Somos o que fazemos ou o que sentimos? | Por: Marcos de Sá

Centro Cultural Ibeu
5 min readDec 19, 2021

--

“A gente é aquilo que faz” esse ditado me fez pensar por um tempo que se tratava de uma sabedoria absoluta, partindo da ideia construída que palavras são vazias quando nossas atitudes são incoerentes a elas. A nossa cultura atual se acostumou com memes, frases em terceira pessoa sobre si mesmo, imagens retratando uma vida feliz e satisfatória, porque o ser humano, em sua grande maioria, gosta de demonstrar o sucesso e a felicidade, mesmo quando não tratam sua arrogância, frustração e debilidades. Óbvio que ninguém vai sair escrevendo coisas do tipo: “Eu sou muito arrogante e estou de saco cheio da vida” ou “Eu sou feia e detesto me olhar no espelho”, e nem acho que isso seja necessário. Todas as pessoas tem momentos agradáveis e ruins, mesmo quando focamos apenas na negatividade.

É preciso mostrar?

* _AMOSTRAS DOS REGISTROS_:
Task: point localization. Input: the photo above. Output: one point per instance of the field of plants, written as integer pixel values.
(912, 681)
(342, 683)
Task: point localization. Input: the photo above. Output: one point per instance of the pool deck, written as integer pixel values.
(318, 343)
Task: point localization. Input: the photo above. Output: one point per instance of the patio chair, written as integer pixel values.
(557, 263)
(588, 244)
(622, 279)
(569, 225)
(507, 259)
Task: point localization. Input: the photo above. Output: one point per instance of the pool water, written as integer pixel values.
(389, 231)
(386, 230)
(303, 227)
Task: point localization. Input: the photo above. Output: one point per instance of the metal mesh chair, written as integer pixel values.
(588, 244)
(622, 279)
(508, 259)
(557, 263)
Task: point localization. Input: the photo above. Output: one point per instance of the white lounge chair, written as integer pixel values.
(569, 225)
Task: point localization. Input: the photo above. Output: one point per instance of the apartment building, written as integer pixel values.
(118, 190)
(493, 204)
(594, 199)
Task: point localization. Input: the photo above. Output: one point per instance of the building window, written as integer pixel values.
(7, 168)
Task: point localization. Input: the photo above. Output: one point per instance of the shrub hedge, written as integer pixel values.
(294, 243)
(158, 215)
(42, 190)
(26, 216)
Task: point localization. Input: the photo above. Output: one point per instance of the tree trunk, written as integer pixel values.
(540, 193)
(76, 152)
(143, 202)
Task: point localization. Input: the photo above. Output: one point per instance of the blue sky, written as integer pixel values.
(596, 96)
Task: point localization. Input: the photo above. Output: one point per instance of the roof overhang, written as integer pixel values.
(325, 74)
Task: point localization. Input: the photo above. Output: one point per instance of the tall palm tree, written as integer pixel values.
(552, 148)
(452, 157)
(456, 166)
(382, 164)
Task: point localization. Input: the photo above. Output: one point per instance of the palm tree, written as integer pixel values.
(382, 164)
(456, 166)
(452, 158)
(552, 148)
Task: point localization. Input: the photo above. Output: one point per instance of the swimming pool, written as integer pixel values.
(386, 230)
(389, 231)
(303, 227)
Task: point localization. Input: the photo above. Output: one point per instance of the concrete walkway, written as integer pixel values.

* _TAREFAS PROPOSTAS_:
• 1. Segundo o texto, por que a cultura atual se acostumou com memes, frases em terceira pessoa sobre si mesmo e imagens de uma vida feliz? Responda em uma a três frases.
• 2. Transcreva do texto, sem alterações, o trecho que vai de “Somos o que” até “apenas na negatividade.”.
Os registros não são necessários para nada aqui.

* _RESULTADOS DAS TAREFAS_:
• 1. Porque o ser humano, em sua grande maioria, gosta de demonstrar o sucesso e a felicidade. Isso acontece mesmo quando as pessoas não lidam com a própria arrogância, frustração e debilidades.

• 2.
Somos o que fazemos ou o que sentimos? | Por: Marcos de Sá

Centro Cultural Ibeu
5 min readDec 19, 2021

--

“A gente é aquilo que faz” esse ditado me fez pensar por um tempo que se tratava de uma sabedoria absoluta, partindo da ideia construída que palavras são vazias quando nossas atitudes são incoerentes a elas. A nossa cultura atual se acostumou com memes, frases em terceira pessoa sobre si mesmo, imagens retratando uma vida feliz e satisfatória, porque o ser humano, em sua grande maioria, gosta de demonstrar o sucesso e a felicidade, mesmo quando não tratam sua arrogância, frustração e debilidades. Óbvio que ninguém vai sair escrevendo coisas do tipo: “Eu sou muito arrogante e estou de saco cheio da vida” ou “Eu sou feia e detesto me olhar no espelho”, e nem acho que isso seja necessário. Todas as pessoas tem momentos agradáveis e ruins, mesmo quando focamos apenas na negatividade.